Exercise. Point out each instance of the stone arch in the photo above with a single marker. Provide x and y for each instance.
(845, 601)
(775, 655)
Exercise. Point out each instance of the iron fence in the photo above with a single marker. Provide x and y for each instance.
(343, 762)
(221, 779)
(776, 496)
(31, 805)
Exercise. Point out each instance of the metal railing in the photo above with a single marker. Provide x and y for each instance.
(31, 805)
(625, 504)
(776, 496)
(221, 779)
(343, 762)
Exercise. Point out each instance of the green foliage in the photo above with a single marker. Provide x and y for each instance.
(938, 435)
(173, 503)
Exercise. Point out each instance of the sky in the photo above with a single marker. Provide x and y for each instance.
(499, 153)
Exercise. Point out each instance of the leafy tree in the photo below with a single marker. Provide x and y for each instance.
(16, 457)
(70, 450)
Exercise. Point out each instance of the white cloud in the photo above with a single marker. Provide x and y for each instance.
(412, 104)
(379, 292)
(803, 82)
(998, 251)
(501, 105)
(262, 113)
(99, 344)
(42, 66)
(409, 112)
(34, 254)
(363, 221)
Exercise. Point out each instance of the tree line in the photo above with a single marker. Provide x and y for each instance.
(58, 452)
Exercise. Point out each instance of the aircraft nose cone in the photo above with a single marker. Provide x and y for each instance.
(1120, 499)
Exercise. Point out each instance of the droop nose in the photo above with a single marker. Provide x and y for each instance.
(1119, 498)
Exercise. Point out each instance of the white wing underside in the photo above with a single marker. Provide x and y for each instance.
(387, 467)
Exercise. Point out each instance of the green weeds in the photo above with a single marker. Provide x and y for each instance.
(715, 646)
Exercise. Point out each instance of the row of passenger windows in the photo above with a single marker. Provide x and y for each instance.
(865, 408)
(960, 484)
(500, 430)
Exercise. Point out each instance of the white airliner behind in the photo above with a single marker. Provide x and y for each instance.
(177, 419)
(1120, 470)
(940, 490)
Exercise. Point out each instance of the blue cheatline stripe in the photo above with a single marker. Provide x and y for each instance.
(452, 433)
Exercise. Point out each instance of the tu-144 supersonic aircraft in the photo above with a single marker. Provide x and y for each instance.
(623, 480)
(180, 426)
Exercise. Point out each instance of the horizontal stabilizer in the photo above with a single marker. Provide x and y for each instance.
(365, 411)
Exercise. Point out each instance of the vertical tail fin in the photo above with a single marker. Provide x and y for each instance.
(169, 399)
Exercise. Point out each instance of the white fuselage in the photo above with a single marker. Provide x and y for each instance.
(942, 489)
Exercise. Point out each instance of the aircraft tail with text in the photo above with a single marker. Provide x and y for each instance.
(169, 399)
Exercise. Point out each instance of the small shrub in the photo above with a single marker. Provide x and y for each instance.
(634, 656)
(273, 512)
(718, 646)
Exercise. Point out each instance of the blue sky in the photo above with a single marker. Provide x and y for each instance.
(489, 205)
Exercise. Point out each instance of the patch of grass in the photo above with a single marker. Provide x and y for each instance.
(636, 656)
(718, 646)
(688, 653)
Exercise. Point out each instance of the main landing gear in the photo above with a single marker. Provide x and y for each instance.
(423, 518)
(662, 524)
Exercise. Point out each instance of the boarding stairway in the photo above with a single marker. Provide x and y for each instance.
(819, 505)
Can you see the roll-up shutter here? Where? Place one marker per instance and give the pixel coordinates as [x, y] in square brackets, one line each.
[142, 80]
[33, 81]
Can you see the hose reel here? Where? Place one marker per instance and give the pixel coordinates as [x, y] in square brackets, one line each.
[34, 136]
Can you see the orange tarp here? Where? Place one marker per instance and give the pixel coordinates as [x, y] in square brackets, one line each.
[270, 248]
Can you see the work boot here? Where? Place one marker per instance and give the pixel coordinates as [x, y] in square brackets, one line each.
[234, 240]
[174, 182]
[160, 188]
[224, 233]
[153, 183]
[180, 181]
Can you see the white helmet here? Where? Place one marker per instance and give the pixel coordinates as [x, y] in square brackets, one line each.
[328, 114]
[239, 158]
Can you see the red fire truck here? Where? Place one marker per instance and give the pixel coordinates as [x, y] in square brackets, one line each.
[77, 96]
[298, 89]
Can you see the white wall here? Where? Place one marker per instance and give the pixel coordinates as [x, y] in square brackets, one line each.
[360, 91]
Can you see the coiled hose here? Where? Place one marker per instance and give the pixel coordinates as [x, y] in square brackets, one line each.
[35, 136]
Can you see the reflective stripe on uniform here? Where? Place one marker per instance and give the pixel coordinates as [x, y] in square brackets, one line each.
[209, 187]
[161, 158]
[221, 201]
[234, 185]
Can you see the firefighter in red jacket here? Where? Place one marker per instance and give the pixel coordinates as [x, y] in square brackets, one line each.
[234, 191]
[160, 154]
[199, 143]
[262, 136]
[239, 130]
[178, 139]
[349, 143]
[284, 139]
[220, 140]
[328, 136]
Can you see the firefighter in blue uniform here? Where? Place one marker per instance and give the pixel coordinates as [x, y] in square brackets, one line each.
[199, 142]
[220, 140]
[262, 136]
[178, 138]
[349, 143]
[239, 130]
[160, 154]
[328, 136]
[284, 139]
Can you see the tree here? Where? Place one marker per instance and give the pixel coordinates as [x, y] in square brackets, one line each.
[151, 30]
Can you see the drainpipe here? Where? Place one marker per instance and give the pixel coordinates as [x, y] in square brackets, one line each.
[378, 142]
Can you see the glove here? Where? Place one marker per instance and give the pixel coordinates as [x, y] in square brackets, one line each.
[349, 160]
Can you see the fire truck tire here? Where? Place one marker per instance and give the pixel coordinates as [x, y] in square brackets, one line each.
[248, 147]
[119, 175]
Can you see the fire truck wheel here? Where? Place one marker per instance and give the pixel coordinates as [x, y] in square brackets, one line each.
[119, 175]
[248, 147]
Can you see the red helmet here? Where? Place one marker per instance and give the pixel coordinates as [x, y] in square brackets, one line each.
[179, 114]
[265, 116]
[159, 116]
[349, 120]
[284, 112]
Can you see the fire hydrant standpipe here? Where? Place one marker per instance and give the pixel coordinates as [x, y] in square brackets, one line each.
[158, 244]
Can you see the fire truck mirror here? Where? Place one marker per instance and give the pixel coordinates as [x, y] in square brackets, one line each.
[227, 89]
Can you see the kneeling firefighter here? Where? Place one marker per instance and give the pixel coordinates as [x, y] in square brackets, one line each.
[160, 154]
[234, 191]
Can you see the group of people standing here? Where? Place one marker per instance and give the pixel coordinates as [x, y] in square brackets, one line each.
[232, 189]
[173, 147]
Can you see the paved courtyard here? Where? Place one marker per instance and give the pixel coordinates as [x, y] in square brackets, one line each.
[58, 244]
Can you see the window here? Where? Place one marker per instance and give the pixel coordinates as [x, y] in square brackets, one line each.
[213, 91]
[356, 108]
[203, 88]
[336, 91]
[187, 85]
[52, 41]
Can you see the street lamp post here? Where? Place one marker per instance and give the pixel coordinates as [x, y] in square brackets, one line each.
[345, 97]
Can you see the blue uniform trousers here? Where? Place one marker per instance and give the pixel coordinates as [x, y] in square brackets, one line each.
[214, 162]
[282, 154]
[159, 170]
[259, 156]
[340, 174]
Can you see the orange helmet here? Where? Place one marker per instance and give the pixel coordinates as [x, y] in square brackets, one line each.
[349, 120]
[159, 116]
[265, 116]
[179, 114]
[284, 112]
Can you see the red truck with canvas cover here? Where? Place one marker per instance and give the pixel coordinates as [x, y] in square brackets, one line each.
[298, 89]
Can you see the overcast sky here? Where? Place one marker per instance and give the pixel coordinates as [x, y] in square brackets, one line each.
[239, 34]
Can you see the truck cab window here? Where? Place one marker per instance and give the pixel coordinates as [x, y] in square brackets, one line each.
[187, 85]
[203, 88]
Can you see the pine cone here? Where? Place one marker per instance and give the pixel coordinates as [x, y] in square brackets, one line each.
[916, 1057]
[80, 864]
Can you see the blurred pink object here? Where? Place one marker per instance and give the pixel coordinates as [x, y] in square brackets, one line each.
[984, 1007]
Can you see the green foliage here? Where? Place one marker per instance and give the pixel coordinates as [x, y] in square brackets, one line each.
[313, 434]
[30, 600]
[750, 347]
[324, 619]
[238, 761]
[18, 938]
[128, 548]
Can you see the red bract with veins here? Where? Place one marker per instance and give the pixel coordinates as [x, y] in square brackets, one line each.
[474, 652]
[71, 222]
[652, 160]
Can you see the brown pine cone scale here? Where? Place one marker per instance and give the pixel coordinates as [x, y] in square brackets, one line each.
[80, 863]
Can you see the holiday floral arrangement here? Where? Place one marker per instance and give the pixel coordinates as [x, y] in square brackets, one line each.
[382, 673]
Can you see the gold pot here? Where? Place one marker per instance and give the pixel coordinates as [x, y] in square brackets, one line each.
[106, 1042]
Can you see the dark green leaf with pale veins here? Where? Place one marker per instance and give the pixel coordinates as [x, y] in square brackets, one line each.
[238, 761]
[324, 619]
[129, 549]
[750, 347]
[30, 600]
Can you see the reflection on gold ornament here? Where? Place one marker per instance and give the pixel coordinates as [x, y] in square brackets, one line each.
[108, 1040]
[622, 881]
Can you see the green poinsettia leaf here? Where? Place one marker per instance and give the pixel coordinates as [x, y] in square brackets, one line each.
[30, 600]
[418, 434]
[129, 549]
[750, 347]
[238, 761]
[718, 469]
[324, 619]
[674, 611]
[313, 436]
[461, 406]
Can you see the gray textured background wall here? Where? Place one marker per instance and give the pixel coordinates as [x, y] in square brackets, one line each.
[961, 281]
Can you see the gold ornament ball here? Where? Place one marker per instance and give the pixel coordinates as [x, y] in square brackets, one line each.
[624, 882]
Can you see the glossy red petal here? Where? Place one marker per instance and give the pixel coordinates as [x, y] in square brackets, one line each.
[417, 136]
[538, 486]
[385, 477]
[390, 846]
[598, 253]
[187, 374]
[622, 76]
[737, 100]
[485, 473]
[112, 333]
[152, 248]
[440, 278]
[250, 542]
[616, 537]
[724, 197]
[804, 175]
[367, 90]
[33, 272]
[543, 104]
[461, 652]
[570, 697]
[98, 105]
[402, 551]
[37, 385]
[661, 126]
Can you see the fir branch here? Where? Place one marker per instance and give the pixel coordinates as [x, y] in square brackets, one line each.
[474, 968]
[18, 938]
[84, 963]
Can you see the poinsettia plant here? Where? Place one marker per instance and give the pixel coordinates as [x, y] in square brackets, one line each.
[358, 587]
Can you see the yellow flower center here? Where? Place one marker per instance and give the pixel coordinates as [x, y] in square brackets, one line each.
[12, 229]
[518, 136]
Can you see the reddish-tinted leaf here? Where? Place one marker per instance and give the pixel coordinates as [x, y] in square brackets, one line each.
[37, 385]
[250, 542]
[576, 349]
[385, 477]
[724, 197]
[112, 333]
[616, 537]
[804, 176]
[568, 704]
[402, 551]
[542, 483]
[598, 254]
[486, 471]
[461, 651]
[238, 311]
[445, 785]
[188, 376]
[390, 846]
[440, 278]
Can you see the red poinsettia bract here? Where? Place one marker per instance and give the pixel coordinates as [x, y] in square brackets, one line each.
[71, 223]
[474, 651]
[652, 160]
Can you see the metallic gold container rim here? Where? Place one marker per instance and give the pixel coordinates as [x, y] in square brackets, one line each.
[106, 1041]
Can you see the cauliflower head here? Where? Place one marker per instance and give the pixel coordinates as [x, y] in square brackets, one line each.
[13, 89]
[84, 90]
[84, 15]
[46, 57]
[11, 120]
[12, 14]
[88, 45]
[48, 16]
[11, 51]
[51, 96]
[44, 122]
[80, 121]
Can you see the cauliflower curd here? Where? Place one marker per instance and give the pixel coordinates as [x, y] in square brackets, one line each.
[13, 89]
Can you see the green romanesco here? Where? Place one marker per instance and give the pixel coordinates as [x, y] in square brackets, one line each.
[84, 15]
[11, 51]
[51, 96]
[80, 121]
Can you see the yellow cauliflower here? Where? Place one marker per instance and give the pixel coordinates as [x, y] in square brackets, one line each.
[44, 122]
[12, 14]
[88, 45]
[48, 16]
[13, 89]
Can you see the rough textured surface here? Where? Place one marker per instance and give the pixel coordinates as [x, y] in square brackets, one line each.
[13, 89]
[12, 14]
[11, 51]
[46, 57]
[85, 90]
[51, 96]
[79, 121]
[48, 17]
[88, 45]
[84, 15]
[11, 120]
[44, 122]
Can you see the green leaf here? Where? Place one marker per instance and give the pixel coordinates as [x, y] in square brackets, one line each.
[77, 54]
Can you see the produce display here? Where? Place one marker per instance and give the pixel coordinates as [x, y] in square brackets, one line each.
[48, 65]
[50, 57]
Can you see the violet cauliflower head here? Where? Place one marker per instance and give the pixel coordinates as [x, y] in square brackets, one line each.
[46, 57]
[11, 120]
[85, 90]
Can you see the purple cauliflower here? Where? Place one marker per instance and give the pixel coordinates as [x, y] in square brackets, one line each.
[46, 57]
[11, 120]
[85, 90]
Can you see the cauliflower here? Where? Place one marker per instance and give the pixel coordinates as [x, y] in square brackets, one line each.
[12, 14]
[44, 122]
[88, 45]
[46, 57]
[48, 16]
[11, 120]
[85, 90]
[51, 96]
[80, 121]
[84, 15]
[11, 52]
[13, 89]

* WHAT THE TASK REQUIRES: Write out again, unchanged, everything from the line containing "Can you see the violet" down to the last of the rows above, including both of those lines.

* RESULT:
Can you see the violet cauliflower head here? Where? Place one marker per instance and give the pixel coordinates as [x, y] in square brackets, one line each.
[46, 57]
[11, 120]
[85, 90]
Can you see the purple cauliflower here? Where? Place one marker per instance and give the pixel coordinates as [x, y] in square brackets, one line each.
[46, 57]
[11, 120]
[85, 90]
Can you see the cauliflower here? Where? Place one marker per instance and give the pixel coordinates as [x, y] in square brackets, one line each.
[12, 14]
[44, 122]
[88, 45]
[46, 57]
[48, 16]
[11, 120]
[85, 90]
[51, 96]
[80, 121]
[84, 15]
[11, 52]
[13, 89]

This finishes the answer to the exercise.